§ **Dataset records**:
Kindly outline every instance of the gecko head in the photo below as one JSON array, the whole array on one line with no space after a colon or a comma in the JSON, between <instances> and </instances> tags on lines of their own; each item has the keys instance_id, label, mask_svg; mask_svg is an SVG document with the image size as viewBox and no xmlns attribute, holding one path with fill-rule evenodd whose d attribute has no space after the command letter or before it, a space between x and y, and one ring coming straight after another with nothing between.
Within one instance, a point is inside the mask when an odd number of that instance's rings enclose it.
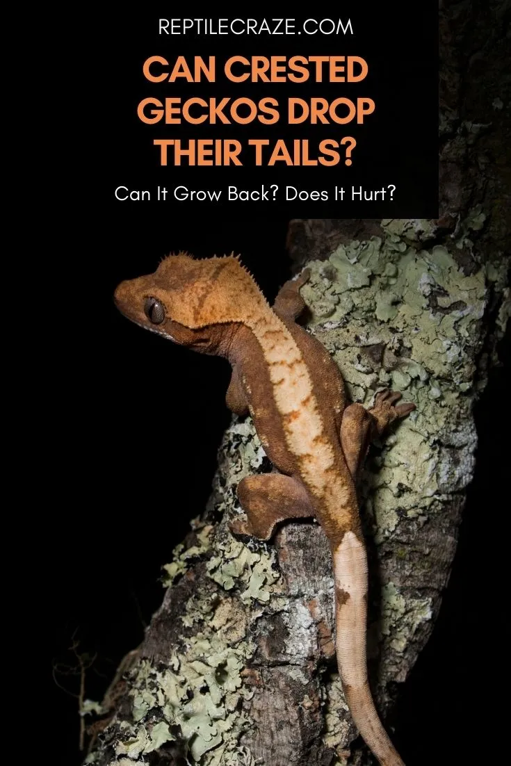
<instances>
[{"instance_id":1,"label":"gecko head","mask_svg":"<svg viewBox=\"0 0 511 766\"><path fill-rule=\"evenodd\" d=\"M250 326L268 309L234 256L195 260L185 253L169 255L154 273L121 282L113 300L121 313L141 327L211 353L217 352L226 324Z\"/></svg>"}]
</instances>

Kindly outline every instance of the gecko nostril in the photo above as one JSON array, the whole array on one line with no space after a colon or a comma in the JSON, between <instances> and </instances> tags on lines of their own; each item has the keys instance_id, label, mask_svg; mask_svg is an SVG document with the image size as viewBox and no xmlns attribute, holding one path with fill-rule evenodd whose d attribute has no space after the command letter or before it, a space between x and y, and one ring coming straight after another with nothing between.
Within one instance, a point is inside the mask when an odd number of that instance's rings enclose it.
<instances>
[{"instance_id":1,"label":"gecko nostril","mask_svg":"<svg viewBox=\"0 0 511 766\"><path fill-rule=\"evenodd\" d=\"M153 325L161 325L165 319L165 309L157 298L146 298L144 313Z\"/></svg>"}]
</instances>

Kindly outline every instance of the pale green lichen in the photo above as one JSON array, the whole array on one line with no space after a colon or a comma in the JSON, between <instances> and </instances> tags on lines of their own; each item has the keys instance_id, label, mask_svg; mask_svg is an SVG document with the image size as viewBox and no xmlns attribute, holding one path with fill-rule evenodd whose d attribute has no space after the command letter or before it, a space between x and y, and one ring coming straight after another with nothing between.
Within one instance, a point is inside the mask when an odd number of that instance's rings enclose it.
<instances>
[{"instance_id":1,"label":"pale green lichen","mask_svg":"<svg viewBox=\"0 0 511 766\"><path fill-rule=\"evenodd\" d=\"M244 448L234 451L233 445L241 443ZM232 423L220 449L222 485L214 487L210 510L223 509L239 481L257 471L264 457L252 424ZM131 671L133 720L116 720L113 725L118 732L116 755L129 758L132 766L173 740L185 747L190 763L253 763L239 744L250 725L241 703L252 695L241 673L255 650L247 638L247 609L267 604L283 586L277 585L273 548L264 544L257 549L247 547L232 536L227 522L226 517L214 527L195 519L192 542L178 545L173 561L164 568L166 584L175 583L192 561L202 559L216 589L198 590L187 600L180 619L192 635L187 634L185 647L169 658L169 667L143 660Z\"/></svg>"},{"instance_id":2,"label":"pale green lichen","mask_svg":"<svg viewBox=\"0 0 511 766\"><path fill-rule=\"evenodd\" d=\"M391 388L417 407L377 445L361 487L362 517L376 545L405 541L395 557L404 568L413 565L408 530L418 534L441 515L473 473L474 360L491 285L504 295L501 332L509 314L503 259L470 274L456 260L461 248L471 250L469 234L480 230L485 218L474 208L448 247L431 249L425 244L435 234L432 222L385 220L382 237L340 244L328 260L307 264L311 277L301 293L311 308L310 328L337 362L351 400L371 406L375 390ZM433 596L392 581L387 561L380 561L380 591L373 596L379 609L368 637L369 656L379 657L382 683L405 679L403 656L434 611ZM352 732L339 721L344 698L337 678L326 683L323 738L339 753Z\"/></svg>"}]
</instances>

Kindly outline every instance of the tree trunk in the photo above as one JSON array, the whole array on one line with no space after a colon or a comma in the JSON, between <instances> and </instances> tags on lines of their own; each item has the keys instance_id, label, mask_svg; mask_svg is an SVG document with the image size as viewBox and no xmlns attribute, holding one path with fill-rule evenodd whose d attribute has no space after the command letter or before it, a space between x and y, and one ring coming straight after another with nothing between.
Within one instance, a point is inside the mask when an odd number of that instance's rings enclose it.
<instances>
[{"instance_id":1,"label":"tree trunk","mask_svg":"<svg viewBox=\"0 0 511 766\"><path fill-rule=\"evenodd\" d=\"M369 672L384 717L438 613L474 469L473 405L509 310L500 5L441 11L440 218L299 220L289 231L295 270L311 270L308 327L351 398L369 405L392 388L417 404L372 449L360 486ZM166 567L163 603L103 701L107 725L97 725L87 763L369 762L352 745L337 674L322 529L288 523L247 545L229 532L238 482L270 468L250 418L234 417L208 508Z\"/></svg>"}]
</instances>

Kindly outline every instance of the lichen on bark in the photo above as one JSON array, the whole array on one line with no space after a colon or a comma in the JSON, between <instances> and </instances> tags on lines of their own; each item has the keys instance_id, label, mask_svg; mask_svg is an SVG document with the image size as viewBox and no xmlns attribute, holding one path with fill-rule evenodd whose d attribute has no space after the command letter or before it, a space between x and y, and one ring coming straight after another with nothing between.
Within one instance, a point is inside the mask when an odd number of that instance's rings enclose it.
<instances>
[{"instance_id":1,"label":"lichen on bark","mask_svg":"<svg viewBox=\"0 0 511 766\"><path fill-rule=\"evenodd\" d=\"M309 331L339 365L350 398L370 406L392 388L417 404L372 448L360 487L370 676L382 714L432 629L473 470L485 311L490 293L505 295L506 279L498 259L470 273L456 260L473 221L449 247L428 244L427 221L382 221L379 235L308 261L302 289ZM234 417L208 508L164 568L169 589L89 763L333 764L350 754L362 762L336 670L323 531L290 523L267 544L228 529L241 511L239 481L270 468L250 418Z\"/></svg>"}]
</instances>

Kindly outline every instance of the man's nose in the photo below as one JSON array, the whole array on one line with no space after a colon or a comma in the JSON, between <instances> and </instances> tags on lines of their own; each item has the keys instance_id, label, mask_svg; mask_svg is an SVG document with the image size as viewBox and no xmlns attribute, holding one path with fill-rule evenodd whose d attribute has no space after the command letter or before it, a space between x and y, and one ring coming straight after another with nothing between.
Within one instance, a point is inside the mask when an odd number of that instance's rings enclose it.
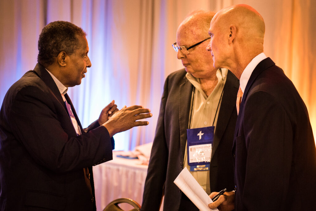
<instances>
[{"instance_id":1,"label":"man's nose","mask_svg":"<svg viewBox=\"0 0 316 211\"><path fill-rule=\"evenodd\" d=\"M210 42L209 43L209 45L207 45L207 46L206 46L206 51L210 51L212 50L211 49L211 41L210 41Z\"/></svg>"},{"instance_id":2,"label":"man's nose","mask_svg":"<svg viewBox=\"0 0 316 211\"><path fill-rule=\"evenodd\" d=\"M91 66L92 64L91 63L91 61L90 61L90 59L89 58L89 57L88 57L88 55L87 56L86 60L87 61L87 65L86 65L86 66L87 67L91 67Z\"/></svg>"},{"instance_id":3,"label":"man's nose","mask_svg":"<svg viewBox=\"0 0 316 211\"><path fill-rule=\"evenodd\" d=\"M178 59L181 59L185 57L185 55L182 52L181 50L179 49L178 50L178 53L177 54L177 58Z\"/></svg>"}]
</instances>

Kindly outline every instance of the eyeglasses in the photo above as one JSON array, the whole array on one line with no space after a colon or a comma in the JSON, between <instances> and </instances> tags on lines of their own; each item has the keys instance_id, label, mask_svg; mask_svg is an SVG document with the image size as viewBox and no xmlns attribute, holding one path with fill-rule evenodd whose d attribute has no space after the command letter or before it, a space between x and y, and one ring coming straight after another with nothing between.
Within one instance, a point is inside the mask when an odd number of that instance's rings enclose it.
<instances>
[{"instance_id":1,"label":"eyeglasses","mask_svg":"<svg viewBox=\"0 0 316 211\"><path fill-rule=\"evenodd\" d=\"M195 44L193 45L191 45L188 48L186 48L184 46L178 46L177 45L177 42L176 42L172 44L172 47L173 47L173 49L174 49L174 50L176 51L176 52L178 52L178 51L179 51L179 49L180 49L181 50L181 52L182 52L183 53L185 54L187 54L189 53L189 51L188 51L188 50L190 49L191 49L193 47L195 47L198 45L200 45L205 40L210 39L210 37L208 38L202 40L201 42L198 42L196 44Z\"/></svg>"}]
</instances>

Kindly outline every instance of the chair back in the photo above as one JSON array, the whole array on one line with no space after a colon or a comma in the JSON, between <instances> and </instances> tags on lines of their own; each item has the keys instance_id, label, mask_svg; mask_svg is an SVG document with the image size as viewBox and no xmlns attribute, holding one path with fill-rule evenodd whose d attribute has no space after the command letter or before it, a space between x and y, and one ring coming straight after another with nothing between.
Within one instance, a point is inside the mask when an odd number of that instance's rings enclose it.
<instances>
[{"instance_id":1,"label":"chair back","mask_svg":"<svg viewBox=\"0 0 316 211\"><path fill-rule=\"evenodd\" d=\"M139 204L132 199L126 198L118 199L110 202L105 207L103 211L124 211L118 206L119 204L123 203L130 204L134 208L129 211L140 211L141 206Z\"/></svg>"}]
</instances>

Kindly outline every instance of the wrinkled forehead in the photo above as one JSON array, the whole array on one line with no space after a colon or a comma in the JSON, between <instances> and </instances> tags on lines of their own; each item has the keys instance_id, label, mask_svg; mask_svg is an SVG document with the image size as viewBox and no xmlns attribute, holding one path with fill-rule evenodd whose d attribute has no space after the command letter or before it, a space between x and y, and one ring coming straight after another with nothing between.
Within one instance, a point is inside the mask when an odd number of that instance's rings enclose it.
<instances>
[{"instance_id":1,"label":"wrinkled forehead","mask_svg":"<svg viewBox=\"0 0 316 211\"><path fill-rule=\"evenodd\" d=\"M202 24L198 21L181 23L177 30L177 44L181 45L191 45L194 44L192 43L205 39L208 34L204 31L205 29L203 30L203 27Z\"/></svg>"}]
</instances>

§ **Work to be completed**:
Return, without any change, the lines from the line containing "Kindly outline every instance of the wrinkled" through the final line above, including both of these lines.

§ **Answer to this problem**:
Kindly outline every instance of the wrinkled forehead in the photo above as one JSON array, the whole array on one line with no space after a colon or a comma in the JSON, between <instances> and </instances> tags on lines of their own; each item has the keys instance_id, label, mask_svg; mask_svg is an SVG document with the image size as viewBox and no xmlns attribute, holding one path with fill-rule evenodd whose d attribute has no space after the command letter or before it, a space between x and y, and one ring coming straight after another with nothing between.
Within one instance, a point is inside the mask when an odd number of that instance's rings enclose it.
<instances>
[{"instance_id":1,"label":"wrinkled forehead","mask_svg":"<svg viewBox=\"0 0 316 211\"><path fill-rule=\"evenodd\" d=\"M202 24L198 21L181 23L177 30L177 44L181 45L191 45L194 44L192 43L205 39L208 34L204 31L205 29L203 30L203 27Z\"/></svg>"}]
</instances>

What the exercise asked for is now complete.